- [EXCERPTED PASSAGE]
* * * *
# Query about LMIA



## Pulak88 (Jun 9, 2017)

I have a big issue regarding LMIA. I don't know whether it real or fake. Please please please help me. I have searched in google but I couldn't find any scam regarding that job offer whereas its shows me all new jobs uploaded by that particular company. Company will take care of everything but I am being told that I have to make my own VISA and WORK PERMIT and they will guide me for that. I tried to track the LMIA confirmation number but I couldn't find any trace of that. I am totally confused regarding this issue. In my LMIA letter the things that's are mentioned are : SYSTEM FILE NUMBER, OPINION EXPIRY DATE, EMPLOYER INFORMATION, EMPLOYERS CONTACTS, THIRD PARTY INFORMATION, NAME OF REPRESENTATIVE, NEW EMPLOYEE (myself), JOB INFORMATION WITH NOC CODE & TITLE, WAGES, LOCATION OF EMPLOYMENT ETC ETC. Even I have got a agreement paper for 4 years. Till yet they haven't charged me any money but they told me that I have to take care of my VISA and WORK PERMIT by myself. Am just waiting for next information. But I don't want this query turns into a trouble for me. Please do help me with this query. PLEASE PLEASE.


----------



## Auld Yin (Mar 10, 2009)

You do have/need to obtain your own visa and work permit. If the company has obtained LMIAs they should send the job offer and all relevant LMIA documentation which you would present to CIC when you make your application for a Temporary Work Permit (TWP). With this documentation you can fly to Canada and present the documentation at POE. If it's in order you will be issued a TWP by
Immigration Canada.
* * * *
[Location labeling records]

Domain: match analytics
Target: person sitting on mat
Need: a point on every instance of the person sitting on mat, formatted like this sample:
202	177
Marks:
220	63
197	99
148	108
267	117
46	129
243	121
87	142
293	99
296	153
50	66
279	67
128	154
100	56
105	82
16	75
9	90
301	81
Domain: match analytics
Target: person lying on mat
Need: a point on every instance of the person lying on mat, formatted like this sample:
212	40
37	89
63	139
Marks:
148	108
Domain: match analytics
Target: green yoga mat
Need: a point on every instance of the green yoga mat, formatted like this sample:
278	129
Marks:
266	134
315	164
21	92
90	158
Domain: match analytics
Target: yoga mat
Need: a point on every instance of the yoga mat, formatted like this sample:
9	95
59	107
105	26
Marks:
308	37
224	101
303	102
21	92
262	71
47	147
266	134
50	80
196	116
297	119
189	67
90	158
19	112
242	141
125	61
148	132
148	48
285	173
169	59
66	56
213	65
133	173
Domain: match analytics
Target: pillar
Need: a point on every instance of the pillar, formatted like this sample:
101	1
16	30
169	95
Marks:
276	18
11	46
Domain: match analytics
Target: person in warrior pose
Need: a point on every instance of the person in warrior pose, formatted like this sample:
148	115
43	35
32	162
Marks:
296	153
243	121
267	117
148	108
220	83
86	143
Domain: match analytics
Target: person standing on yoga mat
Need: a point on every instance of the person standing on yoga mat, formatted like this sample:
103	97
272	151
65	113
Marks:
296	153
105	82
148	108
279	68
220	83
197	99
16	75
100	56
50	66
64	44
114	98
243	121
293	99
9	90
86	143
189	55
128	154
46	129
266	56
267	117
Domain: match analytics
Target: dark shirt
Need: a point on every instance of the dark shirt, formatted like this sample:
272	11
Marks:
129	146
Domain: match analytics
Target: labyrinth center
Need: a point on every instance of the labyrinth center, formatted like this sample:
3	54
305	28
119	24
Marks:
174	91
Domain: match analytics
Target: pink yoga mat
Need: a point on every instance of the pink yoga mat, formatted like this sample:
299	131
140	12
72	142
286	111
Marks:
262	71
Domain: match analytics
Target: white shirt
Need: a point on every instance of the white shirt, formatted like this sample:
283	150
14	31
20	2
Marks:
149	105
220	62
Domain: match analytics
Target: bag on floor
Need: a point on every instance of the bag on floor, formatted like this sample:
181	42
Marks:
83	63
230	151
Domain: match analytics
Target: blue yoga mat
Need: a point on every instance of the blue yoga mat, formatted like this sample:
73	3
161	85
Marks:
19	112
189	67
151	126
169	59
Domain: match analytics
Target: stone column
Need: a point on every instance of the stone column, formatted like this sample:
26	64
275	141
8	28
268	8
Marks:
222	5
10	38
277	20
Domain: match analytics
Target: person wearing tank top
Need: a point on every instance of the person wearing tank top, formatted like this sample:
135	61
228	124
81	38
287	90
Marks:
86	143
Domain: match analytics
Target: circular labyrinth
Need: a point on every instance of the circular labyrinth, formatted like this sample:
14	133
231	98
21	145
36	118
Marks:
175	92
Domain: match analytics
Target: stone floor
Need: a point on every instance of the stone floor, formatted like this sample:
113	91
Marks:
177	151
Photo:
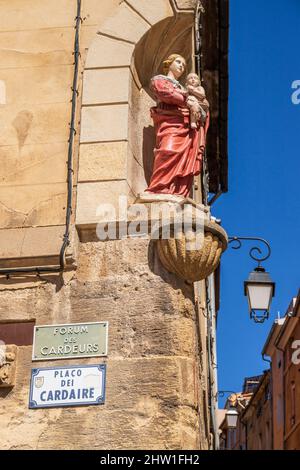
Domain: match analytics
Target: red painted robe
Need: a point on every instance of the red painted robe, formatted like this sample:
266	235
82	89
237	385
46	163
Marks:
179	149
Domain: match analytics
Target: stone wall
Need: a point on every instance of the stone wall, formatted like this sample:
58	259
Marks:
153	395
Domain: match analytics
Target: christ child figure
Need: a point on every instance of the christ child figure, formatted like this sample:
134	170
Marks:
196	101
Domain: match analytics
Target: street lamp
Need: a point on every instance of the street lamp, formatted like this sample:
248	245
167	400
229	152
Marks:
259	288
231	418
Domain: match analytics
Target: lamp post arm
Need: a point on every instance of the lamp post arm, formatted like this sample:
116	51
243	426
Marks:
255	249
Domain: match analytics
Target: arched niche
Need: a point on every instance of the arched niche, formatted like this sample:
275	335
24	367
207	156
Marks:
116	138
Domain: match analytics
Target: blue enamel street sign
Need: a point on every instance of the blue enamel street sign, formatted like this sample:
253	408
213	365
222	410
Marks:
67	386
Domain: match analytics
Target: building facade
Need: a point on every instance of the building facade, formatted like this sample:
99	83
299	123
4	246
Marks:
* * * *
- [OBJECTIVE A] Translate this sentence from the LMIA thread into Spanish: "With this documentation you can fly to Canada and present the documentation at POE."
- [OBJECTIVE B]
Using the LMIA thread, answer these questions:
(i) On what date was the first post written?
(ii) How many years does the agreement paper cover?
(iii) In the reply, what will be issued by Immigration Canada if the documentation is in order?
- [OBJECTIVE C] List every initialism (a short form made from first letters) that appears in the LMIA thread. Count each one only once.

- [REPLY A] Con esta documentación puede volar a Canadá y presentar la documentación en el POE.

- [REPLY B]
(i) Jun 9, 2017
(ii) 4 years
(iii) A Temporary Work Permit (TWP)

- [REPLY C] LMIA, NOC, CIC, TWP, POE